** start Data lines **

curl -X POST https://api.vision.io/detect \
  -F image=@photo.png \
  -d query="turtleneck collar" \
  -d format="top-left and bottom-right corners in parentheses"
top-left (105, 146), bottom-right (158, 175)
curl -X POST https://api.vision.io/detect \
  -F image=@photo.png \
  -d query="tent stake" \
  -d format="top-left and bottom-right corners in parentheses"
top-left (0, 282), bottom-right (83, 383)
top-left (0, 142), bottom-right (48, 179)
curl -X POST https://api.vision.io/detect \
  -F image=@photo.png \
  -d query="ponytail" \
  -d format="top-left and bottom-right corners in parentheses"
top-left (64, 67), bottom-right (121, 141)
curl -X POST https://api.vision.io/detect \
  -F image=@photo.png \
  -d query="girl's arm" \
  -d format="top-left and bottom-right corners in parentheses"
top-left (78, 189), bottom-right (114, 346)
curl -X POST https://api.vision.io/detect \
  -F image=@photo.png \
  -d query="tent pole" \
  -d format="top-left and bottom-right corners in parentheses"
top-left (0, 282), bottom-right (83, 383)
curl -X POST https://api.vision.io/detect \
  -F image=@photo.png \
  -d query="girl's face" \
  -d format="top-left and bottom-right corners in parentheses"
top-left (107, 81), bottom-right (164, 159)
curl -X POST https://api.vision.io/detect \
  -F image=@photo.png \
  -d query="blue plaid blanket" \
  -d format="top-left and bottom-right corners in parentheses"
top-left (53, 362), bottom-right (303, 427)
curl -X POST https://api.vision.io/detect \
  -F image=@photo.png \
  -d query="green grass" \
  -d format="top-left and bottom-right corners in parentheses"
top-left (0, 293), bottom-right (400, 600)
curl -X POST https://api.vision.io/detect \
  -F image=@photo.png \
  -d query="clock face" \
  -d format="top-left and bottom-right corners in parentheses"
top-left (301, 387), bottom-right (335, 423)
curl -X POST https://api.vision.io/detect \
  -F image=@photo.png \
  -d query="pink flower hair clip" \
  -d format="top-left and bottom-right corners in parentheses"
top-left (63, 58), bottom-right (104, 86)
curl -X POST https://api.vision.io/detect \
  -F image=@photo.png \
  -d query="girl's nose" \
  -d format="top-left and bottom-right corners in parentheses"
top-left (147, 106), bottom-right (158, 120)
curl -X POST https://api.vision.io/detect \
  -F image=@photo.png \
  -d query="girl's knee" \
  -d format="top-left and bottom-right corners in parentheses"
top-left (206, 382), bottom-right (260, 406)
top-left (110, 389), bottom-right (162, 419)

** end Data lines **

Exercise directions: Write out the rows again, requests included, starting at the first line of the rows and stopping after the line that contains "top-left (0, 142), bottom-right (48, 179)". Scale every corner coordinate in the answers by 2.3 and round each to a whole number, with halves rounded up.

Task solution:
curl -X POST https://api.vision.io/detect \
  -F image=@photo.png \
  -d query="turtleneck collar" \
  -d format="top-left and bottom-right corners in parentheses"
top-left (242, 336), bottom-right (363, 403)
curl -X POST https://api.vision.io/detect \
  -F image=@photo.png \
  -d query="tent stake" \
  -d format="top-left and bottom-right corners in parentheses"
top-left (0, 649), bottom-right (191, 881)
top-left (0, 327), bottom-right (110, 412)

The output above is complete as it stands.